The landscapes created by Marc Blake in Together in a Sudden Strangeness are suggestions of place rather than definitive records. His delicately applied colour and subtle outlines have a dreamlike quality, and the other-world he has created already seems to be melting away.
Blake’s landscapes may be considered in light of 19th century Romanticism, suggesting as they do an ineffable beauty, the transitory nature of which evokes feelings of melancholy and nostalgia. The dappled light and falling blossoms of State of Origin reveal a single moment that has already passed, leaving the viewer yearning for something inexpressible. The soft tones that light up Blake’s forest glades and slices of life are the colours of reminiscence: the ‘golden summer’. Blake deliberately leaves his figures undefined and creates emptiness in the centre of his works, and these gestures act as invitations for the viewer to place themselves in the work and to experience for themselves the instant he has captured.
Working on his preferred medium of plywood, Blake does not hide the whorls of the grain; previously he has incorporated these lines into the topography of his landscapes, while here they float just underneath the translucent applications of colour. This visibility of the underlying medium reinforces the illusory nature of the painted scene, an illusion further enhanced by the physical indentations Blake uses as a means of transferring images. The outlines of trees, shadows and figures become part of the ply, dissolving any boundary between surface and image, and revealing the hand of the artist.

→ Supplied material:
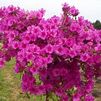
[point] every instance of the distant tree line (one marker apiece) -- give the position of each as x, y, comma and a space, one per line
97, 24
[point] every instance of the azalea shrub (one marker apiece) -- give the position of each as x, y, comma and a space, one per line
60, 55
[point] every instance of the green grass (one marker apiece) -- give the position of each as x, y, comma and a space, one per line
10, 86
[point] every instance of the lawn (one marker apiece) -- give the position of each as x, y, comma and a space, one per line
10, 86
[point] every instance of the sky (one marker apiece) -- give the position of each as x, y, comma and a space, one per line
90, 9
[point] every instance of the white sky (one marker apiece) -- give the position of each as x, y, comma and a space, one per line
90, 9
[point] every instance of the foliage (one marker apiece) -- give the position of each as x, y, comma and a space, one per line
58, 56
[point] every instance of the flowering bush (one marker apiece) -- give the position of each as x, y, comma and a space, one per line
59, 55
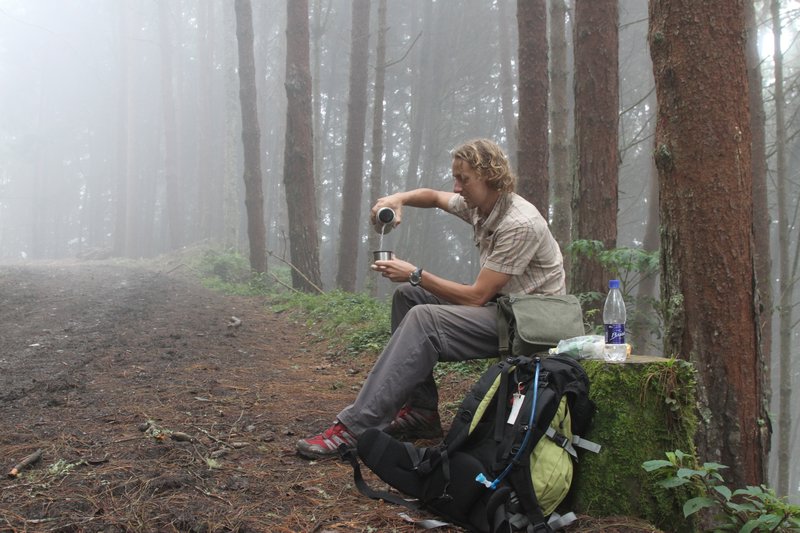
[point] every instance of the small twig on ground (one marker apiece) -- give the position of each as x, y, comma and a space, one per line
212, 437
29, 460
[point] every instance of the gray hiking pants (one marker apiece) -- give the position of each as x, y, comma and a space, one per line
425, 330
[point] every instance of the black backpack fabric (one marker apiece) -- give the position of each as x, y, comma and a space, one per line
485, 475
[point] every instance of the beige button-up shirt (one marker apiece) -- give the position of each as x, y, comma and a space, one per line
515, 239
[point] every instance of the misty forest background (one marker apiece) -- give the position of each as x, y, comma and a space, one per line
138, 128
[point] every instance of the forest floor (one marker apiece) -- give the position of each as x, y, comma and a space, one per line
153, 414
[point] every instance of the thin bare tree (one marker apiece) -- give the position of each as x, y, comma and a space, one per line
349, 229
595, 192
251, 137
298, 159
532, 147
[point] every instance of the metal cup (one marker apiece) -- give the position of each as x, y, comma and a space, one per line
382, 255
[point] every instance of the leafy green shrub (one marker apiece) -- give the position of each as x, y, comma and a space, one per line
743, 510
229, 272
360, 320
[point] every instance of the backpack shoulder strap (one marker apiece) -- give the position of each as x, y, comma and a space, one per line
476, 404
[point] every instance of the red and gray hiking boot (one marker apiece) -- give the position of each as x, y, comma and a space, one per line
327, 443
412, 423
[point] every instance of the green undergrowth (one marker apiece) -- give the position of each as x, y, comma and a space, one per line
355, 322
360, 321
642, 410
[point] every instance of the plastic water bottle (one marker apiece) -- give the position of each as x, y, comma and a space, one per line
614, 321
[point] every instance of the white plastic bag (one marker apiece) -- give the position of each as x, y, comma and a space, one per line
583, 347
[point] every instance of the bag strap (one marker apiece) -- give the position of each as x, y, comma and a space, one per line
349, 455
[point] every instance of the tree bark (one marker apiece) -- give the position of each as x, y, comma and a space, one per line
251, 137
594, 206
507, 82
533, 150
761, 216
559, 120
350, 231
784, 271
298, 161
702, 154
174, 208
376, 161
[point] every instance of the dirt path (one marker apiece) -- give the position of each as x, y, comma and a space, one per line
99, 363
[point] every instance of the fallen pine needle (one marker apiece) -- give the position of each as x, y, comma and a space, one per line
29, 460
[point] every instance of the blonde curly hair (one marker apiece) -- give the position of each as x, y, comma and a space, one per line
490, 162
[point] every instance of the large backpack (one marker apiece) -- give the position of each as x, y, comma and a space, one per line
504, 465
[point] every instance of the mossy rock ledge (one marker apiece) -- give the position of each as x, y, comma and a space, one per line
645, 407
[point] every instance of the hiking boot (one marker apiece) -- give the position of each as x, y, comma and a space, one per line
412, 423
326, 444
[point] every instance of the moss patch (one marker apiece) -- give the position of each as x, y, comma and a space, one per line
644, 408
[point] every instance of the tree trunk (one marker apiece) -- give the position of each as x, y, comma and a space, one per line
232, 215
298, 160
594, 207
376, 165
174, 207
702, 153
533, 149
507, 82
350, 230
251, 137
761, 216
123, 105
785, 274
559, 120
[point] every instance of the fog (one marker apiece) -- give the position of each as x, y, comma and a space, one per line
90, 91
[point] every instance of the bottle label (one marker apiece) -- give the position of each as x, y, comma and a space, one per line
615, 333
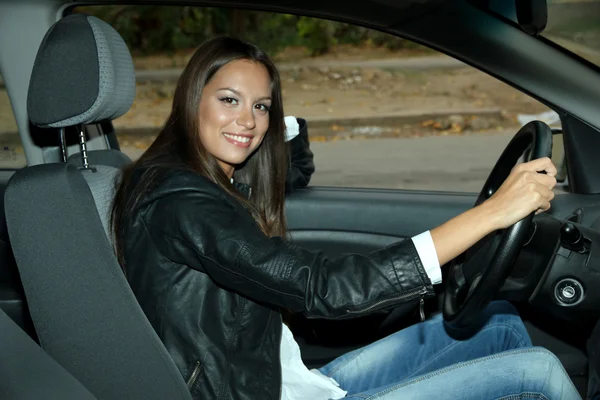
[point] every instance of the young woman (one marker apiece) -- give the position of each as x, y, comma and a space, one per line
200, 231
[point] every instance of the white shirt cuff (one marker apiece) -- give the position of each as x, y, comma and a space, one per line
292, 127
428, 255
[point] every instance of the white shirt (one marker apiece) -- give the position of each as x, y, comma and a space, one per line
300, 383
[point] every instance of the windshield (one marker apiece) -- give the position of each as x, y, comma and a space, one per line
575, 25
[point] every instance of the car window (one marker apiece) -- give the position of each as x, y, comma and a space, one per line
382, 112
575, 25
11, 151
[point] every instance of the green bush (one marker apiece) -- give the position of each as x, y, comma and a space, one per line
154, 29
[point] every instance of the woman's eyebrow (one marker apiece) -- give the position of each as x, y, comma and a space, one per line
240, 94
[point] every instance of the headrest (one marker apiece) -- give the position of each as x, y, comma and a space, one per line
83, 74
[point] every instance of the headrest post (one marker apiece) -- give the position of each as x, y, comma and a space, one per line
63, 144
83, 147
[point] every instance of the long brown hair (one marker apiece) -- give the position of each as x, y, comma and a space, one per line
178, 146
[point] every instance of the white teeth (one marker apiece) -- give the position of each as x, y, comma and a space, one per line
241, 139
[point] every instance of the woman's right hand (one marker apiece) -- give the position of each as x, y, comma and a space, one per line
525, 190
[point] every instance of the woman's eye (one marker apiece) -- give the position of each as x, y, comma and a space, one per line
229, 100
262, 107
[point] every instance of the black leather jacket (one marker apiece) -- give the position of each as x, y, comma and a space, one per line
212, 285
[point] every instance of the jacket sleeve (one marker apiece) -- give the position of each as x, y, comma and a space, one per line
301, 165
215, 236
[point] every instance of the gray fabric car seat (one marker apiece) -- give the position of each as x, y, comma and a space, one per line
84, 312
27, 373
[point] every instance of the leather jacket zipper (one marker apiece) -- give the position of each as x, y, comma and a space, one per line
381, 304
195, 374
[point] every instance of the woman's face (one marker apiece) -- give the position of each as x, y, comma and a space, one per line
234, 112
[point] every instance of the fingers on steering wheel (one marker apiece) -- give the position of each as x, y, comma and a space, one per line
543, 164
546, 180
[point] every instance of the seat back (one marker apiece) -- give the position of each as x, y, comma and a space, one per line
27, 373
84, 312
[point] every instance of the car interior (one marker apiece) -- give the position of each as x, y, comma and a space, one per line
73, 328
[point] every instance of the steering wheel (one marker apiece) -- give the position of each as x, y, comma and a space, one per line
475, 277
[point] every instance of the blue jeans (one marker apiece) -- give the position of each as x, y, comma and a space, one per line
423, 362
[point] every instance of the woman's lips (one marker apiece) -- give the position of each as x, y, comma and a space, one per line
239, 140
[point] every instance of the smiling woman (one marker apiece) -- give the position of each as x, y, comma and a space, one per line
235, 118
200, 232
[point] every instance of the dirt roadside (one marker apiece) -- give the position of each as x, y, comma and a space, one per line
335, 99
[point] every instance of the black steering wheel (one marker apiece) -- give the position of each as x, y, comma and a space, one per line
475, 277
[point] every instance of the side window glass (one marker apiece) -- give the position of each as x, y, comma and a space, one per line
382, 112
11, 150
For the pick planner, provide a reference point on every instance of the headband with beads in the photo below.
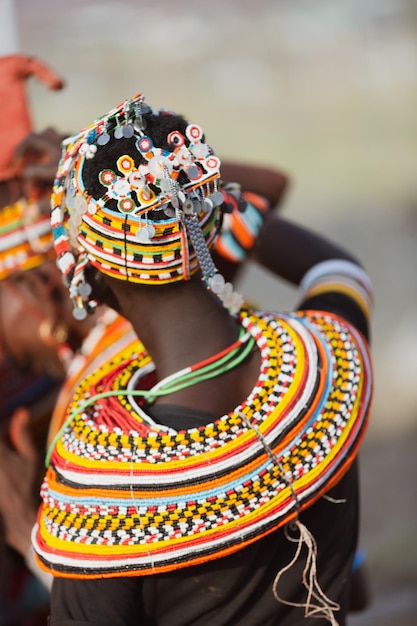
(127, 242)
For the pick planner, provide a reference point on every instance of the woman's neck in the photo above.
(187, 325)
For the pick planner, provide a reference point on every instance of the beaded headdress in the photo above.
(25, 238)
(146, 212)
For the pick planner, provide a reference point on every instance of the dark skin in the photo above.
(182, 324)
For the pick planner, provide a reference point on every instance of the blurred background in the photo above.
(326, 90)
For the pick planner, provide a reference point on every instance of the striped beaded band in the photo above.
(25, 238)
(155, 210)
(127, 496)
(341, 276)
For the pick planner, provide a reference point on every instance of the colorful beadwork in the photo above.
(25, 238)
(126, 496)
(129, 242)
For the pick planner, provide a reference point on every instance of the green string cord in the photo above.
(187, 380)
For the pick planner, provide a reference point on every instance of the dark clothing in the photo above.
(232, 591)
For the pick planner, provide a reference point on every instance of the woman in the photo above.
(185, 471)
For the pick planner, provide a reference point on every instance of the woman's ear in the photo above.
(102, 292)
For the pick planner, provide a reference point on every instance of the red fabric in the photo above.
(15, 118)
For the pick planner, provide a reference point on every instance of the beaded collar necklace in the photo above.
(211, 367)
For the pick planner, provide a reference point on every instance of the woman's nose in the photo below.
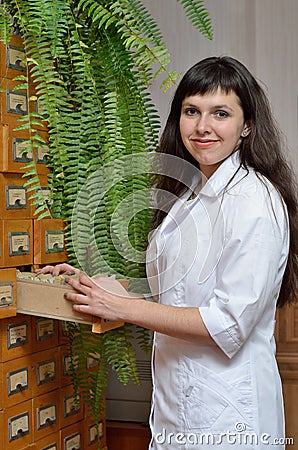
(204, 124)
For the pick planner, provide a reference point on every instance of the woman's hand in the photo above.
(104, 297)
(59, 269)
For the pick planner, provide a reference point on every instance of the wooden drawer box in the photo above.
(8, 292)
(15, 337)
(46, 371)
(18, 426)
(12, 58)
(45, 415)
(14, 202)
(17, 241)
(17, 381)
(33, 298)
(49, 244)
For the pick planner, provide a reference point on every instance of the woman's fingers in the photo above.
(58, 269)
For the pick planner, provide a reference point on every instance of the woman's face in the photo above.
(211, 126)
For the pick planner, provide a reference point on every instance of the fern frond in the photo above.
(198, 15)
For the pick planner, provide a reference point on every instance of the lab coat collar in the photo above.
(230, 168)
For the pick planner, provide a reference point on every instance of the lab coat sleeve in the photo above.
(249, 271)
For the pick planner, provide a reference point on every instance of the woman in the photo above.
(222, 255)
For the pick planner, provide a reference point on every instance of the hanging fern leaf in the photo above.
(196, 12)
(91, 62)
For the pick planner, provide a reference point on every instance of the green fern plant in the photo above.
(91, 62)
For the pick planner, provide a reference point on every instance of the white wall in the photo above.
(263, 34)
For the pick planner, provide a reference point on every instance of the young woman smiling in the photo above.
(222, 254)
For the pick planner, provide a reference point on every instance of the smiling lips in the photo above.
(204, 143)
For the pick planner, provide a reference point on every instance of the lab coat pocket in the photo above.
(216, 402)
(203, 406)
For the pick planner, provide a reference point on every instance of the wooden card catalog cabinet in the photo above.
(71, 406)
(72, 437)
(18, 426)
(8, 291)
(17, 242)
(18, 381)
(45, 415)
(13, 197)
(46, 368)
(16, 337)
(16, 151)
(51, 442)
(12, 58)
(14, 102)
(49, 242)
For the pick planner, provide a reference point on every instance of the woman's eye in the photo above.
(190, 111)
(221, 114)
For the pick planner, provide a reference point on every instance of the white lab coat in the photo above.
(224, 252)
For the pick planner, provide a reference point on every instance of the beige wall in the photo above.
(263, 34)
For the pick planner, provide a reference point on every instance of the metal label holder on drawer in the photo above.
(47, 300)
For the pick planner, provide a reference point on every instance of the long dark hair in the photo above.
(260, 150)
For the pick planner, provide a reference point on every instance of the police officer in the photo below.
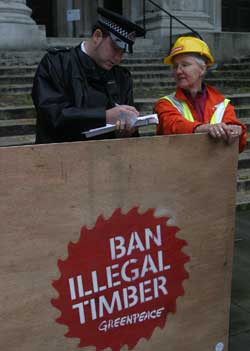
(82, 88)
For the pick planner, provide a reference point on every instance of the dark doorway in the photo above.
(42, 12)
(113, 5)
(236, 15)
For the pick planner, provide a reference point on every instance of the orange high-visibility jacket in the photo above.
(171, 121)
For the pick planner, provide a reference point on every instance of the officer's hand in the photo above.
(123, 116)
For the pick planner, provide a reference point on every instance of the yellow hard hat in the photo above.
(185, 45)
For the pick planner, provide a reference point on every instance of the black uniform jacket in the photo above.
(71, 94)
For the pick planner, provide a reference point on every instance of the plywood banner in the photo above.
(117, 245)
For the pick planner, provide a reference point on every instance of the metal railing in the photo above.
(172, 17)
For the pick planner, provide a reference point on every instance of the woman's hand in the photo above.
(227, 132)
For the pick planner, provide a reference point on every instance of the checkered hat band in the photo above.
(115, 28)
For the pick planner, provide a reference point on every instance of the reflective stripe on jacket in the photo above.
(183, 108)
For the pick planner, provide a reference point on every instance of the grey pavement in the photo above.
(239, 339)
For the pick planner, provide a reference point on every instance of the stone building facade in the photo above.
(27, 23)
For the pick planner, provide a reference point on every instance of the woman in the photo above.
(196, 107)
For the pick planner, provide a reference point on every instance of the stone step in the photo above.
(15, 99)
(19, 126)
(17, 70)
(17, 140)
(17, 112)
(243, 74)
(15, 88)
(16, 79)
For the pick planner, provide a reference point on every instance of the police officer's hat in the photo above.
(122, 31)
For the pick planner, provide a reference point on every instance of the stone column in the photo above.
(18, 30)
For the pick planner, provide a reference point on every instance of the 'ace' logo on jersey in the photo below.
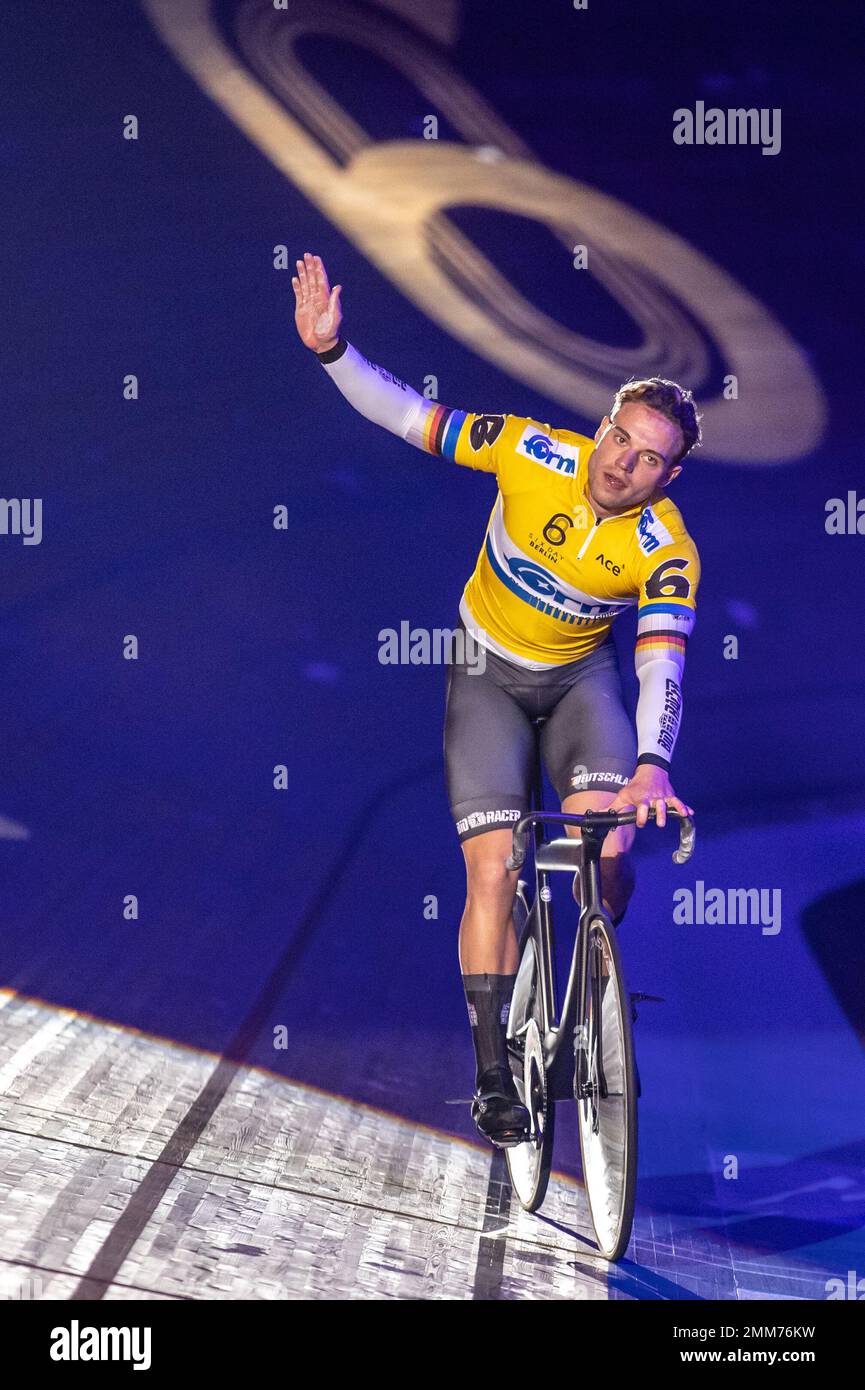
(608, 565)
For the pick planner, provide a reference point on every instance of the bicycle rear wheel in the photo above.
(529, 1164)
(605, 1090)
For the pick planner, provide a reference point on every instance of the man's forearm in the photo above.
(374, 392)
(658, 710)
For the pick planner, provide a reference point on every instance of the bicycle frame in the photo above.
(569, 855)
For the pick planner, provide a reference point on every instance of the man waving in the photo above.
(580, 530)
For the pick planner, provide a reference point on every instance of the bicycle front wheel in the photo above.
(605, 1090)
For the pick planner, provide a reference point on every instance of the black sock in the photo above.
(488, 1001)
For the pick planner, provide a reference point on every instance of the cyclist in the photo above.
(580, 530)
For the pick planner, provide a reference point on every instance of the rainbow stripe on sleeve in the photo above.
(441, 430)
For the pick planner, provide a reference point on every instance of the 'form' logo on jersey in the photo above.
(538, 446)
(651, 531)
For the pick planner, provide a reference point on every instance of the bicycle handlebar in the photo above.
(598, 820)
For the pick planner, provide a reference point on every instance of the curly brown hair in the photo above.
(671, 401)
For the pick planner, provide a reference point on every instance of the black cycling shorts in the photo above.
(587, 744)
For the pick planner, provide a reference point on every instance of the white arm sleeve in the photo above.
(658, 708)
(376, 394)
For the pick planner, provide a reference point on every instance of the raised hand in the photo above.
(317, 312)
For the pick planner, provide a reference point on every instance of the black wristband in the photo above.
(333, 353)
(654, 761)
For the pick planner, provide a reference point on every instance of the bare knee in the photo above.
(488, 881)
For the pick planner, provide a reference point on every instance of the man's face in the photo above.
(632, 458)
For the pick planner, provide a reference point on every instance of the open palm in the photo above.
(317, 313)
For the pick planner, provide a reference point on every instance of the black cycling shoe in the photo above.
(498, 1111)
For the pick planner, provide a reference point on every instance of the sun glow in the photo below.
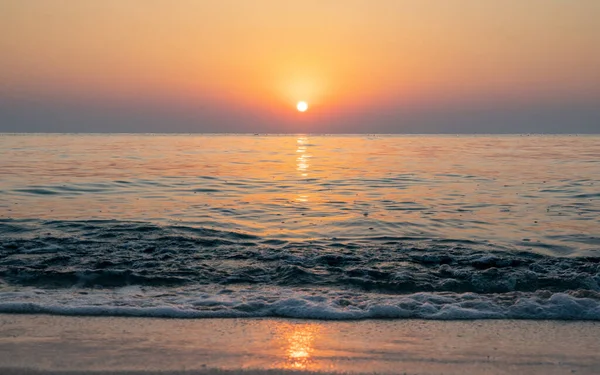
(302, 106)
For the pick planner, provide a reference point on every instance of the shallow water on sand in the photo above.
(309, 226)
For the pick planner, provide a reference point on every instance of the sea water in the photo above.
(306, 226)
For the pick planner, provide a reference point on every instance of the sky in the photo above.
(363, 66)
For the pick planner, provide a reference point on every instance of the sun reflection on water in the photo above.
(298, 345)
(303, 157)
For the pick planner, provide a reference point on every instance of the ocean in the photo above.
(306, 226)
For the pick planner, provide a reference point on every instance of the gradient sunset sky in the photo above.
(377, 66)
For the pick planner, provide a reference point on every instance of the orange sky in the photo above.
(265, 55)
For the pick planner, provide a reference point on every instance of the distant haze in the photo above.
(385, 66)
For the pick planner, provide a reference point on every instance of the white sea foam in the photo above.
(321, 303)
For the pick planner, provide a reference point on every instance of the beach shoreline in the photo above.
(46, 344)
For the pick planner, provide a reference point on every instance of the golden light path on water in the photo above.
(509, 190)
(297, 345)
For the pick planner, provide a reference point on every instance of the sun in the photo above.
(302, 106)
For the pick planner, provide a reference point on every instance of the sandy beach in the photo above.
(32, 344)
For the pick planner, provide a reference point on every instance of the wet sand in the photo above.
(35, 344)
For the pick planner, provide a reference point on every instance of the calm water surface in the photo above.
(366, 214)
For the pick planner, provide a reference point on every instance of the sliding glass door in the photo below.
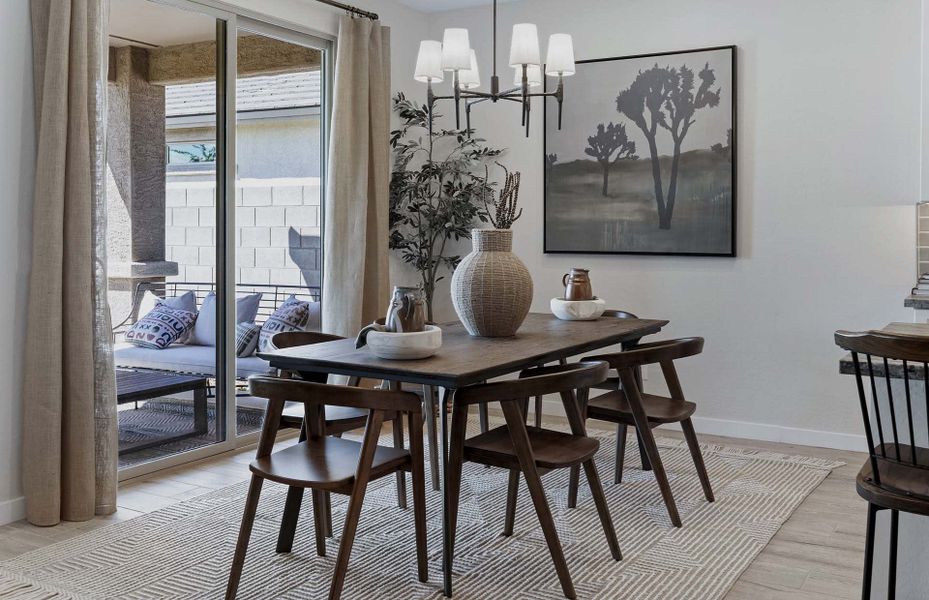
(216, 129)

→ Exercise tasks:
A. Please set down, word for word, the part of the text on Marc Blake's landscapes that opens with the words containing "Blake’s landscapes may" and closes with "he has captured.".
B. In the text on Marc Blake's landscapes, which things have outlines that become part of the ply? List every one.

→ Responses to the tasks:
A.
Blake’s landscapes may be considered in light of 19th century Romanticism, suggesting as they do an ineffable beauty, the transitory nature of which evokes feelings of melancholy and nostalgia. The dappled light and falling blossoms of State of Origin reveal a single moment that has already passed, leaving the viewer yearning for something inexpressible. The soft tones that light up Blake’s forest glades and slices of life are the colours of reminiscence: the ‘golden summer’. Blake deliberately leaves his figures undefined and creates emptiness in the centre of his works, and these gestures act as invitations for the viewer to place themselves in the work and to experience for themselves the instant he has captured.

B. Trees, shadows, figures